#### [TASK TO CARRY OUT]
Turn the lines of the listing from the one containing "Dataset curation step: the target class is wooden support" through the one containing "[0,181,37,225]", both included, into a numbered list with any blank lines dropped.

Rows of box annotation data
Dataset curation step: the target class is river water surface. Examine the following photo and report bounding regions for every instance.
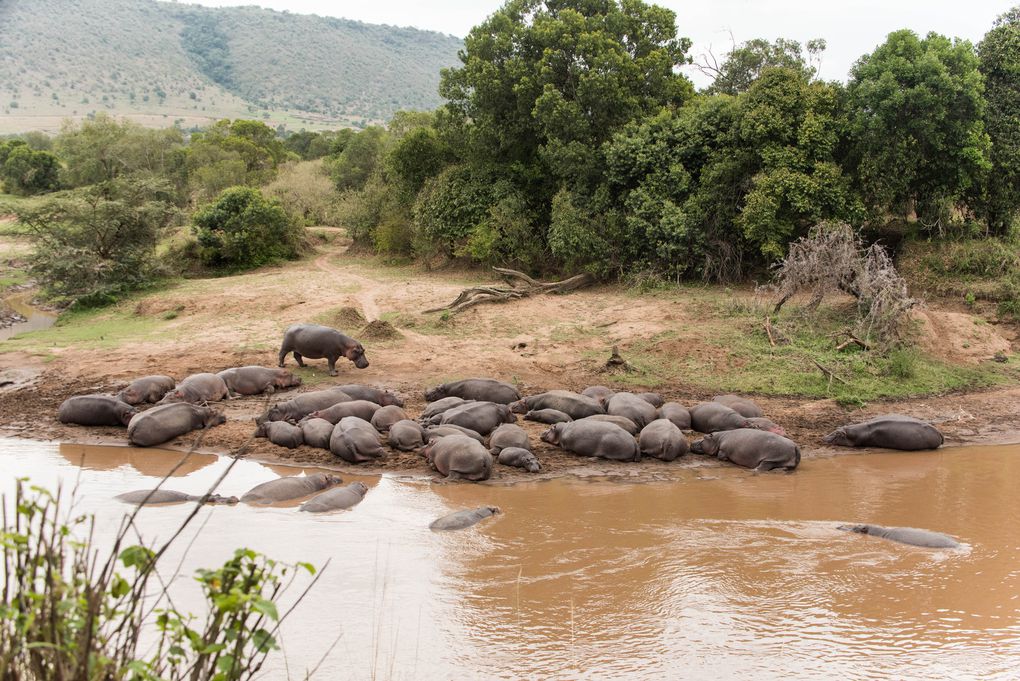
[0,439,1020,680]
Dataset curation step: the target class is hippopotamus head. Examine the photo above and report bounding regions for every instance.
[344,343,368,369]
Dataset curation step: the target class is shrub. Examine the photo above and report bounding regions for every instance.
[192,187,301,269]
* * *
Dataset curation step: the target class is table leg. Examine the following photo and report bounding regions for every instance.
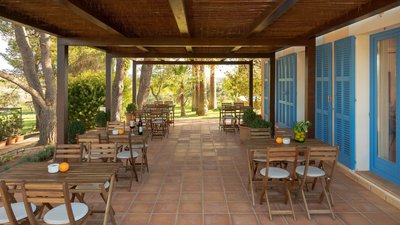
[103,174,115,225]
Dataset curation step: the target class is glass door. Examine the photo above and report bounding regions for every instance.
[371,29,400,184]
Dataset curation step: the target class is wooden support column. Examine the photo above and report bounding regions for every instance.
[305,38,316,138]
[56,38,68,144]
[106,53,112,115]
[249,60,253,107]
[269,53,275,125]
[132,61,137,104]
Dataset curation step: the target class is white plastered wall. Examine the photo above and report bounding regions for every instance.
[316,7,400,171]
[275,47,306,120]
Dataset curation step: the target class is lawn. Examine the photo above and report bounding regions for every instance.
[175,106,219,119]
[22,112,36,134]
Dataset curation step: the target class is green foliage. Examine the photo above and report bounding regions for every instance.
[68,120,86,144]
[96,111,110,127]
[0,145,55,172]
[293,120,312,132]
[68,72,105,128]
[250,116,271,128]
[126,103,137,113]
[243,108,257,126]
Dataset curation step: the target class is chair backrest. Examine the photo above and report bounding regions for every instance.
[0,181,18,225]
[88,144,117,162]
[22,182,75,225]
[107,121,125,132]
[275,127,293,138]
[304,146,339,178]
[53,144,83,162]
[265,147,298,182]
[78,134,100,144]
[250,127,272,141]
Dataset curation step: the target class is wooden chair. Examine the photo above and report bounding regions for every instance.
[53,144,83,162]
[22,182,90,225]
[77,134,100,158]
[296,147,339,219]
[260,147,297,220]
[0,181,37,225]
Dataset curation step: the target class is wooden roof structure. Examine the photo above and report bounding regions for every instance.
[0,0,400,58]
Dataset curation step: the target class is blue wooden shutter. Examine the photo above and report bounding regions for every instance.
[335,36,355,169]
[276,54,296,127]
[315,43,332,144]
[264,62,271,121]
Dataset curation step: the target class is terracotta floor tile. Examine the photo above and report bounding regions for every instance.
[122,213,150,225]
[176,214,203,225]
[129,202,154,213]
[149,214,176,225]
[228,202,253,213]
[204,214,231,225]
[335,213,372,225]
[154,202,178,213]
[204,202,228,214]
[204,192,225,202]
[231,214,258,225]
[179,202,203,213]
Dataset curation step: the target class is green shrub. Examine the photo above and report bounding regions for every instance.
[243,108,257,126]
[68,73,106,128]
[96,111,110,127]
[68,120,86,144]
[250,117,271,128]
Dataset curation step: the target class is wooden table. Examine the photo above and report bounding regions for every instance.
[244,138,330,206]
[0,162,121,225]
* * *
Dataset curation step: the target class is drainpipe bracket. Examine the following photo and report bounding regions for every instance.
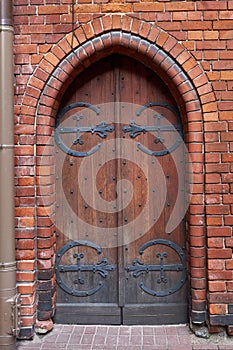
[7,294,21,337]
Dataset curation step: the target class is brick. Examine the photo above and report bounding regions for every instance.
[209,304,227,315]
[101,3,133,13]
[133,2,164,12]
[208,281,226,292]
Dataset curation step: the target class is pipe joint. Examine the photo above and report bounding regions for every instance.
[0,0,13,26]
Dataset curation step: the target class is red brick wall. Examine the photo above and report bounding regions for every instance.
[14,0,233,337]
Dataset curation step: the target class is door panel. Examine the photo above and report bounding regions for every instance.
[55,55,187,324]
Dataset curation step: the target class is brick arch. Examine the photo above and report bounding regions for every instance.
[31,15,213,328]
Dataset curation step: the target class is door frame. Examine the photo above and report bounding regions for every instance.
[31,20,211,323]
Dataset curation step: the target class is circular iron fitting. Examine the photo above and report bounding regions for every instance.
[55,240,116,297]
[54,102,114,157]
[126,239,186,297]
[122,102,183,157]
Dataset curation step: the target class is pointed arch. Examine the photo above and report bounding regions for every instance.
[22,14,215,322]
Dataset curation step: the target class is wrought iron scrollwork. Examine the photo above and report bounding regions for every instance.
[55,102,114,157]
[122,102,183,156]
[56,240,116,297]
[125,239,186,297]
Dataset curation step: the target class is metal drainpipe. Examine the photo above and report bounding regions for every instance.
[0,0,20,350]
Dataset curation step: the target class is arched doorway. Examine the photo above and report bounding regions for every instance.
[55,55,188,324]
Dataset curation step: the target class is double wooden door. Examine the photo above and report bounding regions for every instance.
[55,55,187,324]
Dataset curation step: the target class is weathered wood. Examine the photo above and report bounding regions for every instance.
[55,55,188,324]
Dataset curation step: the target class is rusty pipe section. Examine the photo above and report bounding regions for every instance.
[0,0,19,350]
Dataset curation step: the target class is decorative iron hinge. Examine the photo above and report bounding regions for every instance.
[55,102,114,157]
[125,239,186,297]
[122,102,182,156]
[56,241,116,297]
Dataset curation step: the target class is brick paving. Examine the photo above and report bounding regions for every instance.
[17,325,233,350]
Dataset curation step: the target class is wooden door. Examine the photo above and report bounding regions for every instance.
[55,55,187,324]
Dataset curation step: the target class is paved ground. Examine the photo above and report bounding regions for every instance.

#### [TASK RESULT]
1. Dataset curation step: the target class is wooden support column. Examine the photo above and report bounding regions for every instance.
2. [305,38,316,138]
3. [56,38,68,144]
4. [106,53,112,115]
5. [249,60,253,107]
6. [269,53,275,125]
7. [132,61,137,104]
8. Dataset curation step: the target class is white plastered wall. Examine the photo above and report bounding regions for every instance.
9. [316,7,400,171]
10. [275,47,306,120]
11. Dataset curation step: the target class is lawn. Examine the photo above and report bounding regions for every instance.
12. [175,106,219,119]
13. [22,112,36,134]
14. Dataset curation step: the target class is green foliage. Examine the photo above and report bounding regions for every instance.
15. [68,120,86,144]
16. [96,111,110,127]
17. [0,145,55,172]
18. [293,120,312,132]
19. [68,72,105,128]
20. [250,116,271,128]
21. [126,103,137,113]
22. [243,108,257,126]
23. Dataset curation step: the target class is chair backrest. Examine the photo above and report bounding regions for every instance.
24. [0,181,18,225]
25. [88,144,117,162]
26. [22,182,75,225]
27. [107,121,125,132]
28. [275,127,293,138]
29. [304,146,339,178]
30. [53,144,83,162]
31. [265,147,298,182]
32. [78,134,100,144]
33. [250,127,272,141]
34. Dataset curation step: the target class is wooden chair. Examine the photo above and report bounding regions for every instance.
35. [53,144,83,162]
36. [22,182,90,225]
37. [77,134,100,158]
38. [296,147,339,219]
39. [260,147,297,220]
40. [0,181,37,225]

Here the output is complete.